+++ Data supplied +++
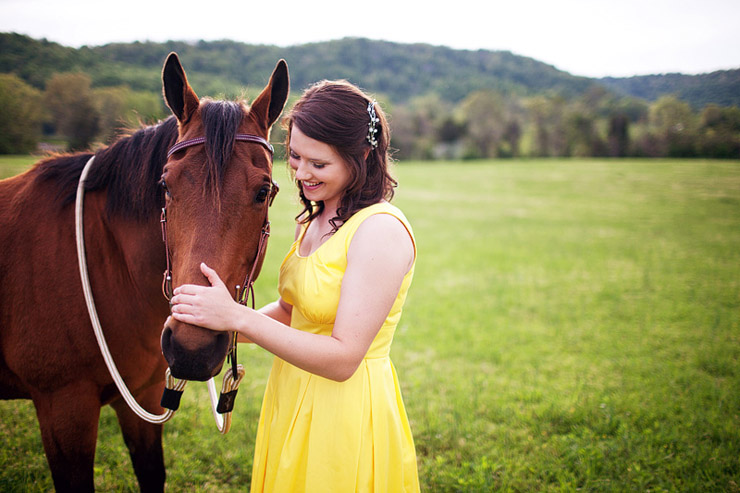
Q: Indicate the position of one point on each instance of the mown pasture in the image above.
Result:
(573, 325)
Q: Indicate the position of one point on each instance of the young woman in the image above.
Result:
(332, 418)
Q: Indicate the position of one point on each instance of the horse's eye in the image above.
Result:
(163, 184)
(263, 194)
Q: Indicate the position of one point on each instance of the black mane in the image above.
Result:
(130, 168)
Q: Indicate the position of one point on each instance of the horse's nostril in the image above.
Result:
(166, 341)
(194, 353)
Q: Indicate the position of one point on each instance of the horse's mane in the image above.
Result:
(130, 168)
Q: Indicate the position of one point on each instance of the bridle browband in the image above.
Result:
(226, 401)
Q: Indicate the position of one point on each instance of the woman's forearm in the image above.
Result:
(322, 355)
(277, 310)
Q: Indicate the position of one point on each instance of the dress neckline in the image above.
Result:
(299, 242)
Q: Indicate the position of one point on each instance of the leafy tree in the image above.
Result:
(619, 139)
(675, 125)
(21, 115)
(720, 132)
(483, 114)
(121, 108)
(70, 100)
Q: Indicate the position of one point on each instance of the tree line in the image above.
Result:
(488, 124)
(442, 103)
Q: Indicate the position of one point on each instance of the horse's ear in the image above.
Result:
(178, 94)
(269, 104)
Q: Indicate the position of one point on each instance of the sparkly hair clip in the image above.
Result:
(373, 120)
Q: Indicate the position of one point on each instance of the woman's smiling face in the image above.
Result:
(322, 172)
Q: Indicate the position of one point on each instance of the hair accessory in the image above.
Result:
(373, 120)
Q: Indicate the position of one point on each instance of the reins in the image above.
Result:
(173, 387)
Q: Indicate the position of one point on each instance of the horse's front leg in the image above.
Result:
(144, 440)
(68, 418)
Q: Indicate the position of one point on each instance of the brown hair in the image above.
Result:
(336, 113)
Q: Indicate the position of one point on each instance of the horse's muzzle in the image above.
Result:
(194, 353)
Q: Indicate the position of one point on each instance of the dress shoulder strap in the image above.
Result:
(349, 228)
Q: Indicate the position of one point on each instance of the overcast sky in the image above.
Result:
(593, 38)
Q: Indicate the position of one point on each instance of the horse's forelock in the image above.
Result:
(221, 122)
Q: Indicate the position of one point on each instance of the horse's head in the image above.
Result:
(217, 193)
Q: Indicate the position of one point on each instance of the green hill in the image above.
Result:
(397, 71)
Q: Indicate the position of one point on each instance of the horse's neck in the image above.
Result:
(135, 258)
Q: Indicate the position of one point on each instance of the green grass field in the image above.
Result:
+++
*Work instructions*:
Lines from the entries that contain the string "woman" must be found and copied.

*Reply*:
Q: Indicate the position of one point on each instance of the young woman in the image above.
Q: Indicate the position of one point on each instance of the woman's forearm in the image above.
Q: Indicate the position of one point on each instance of the woman's smiling face in the image above.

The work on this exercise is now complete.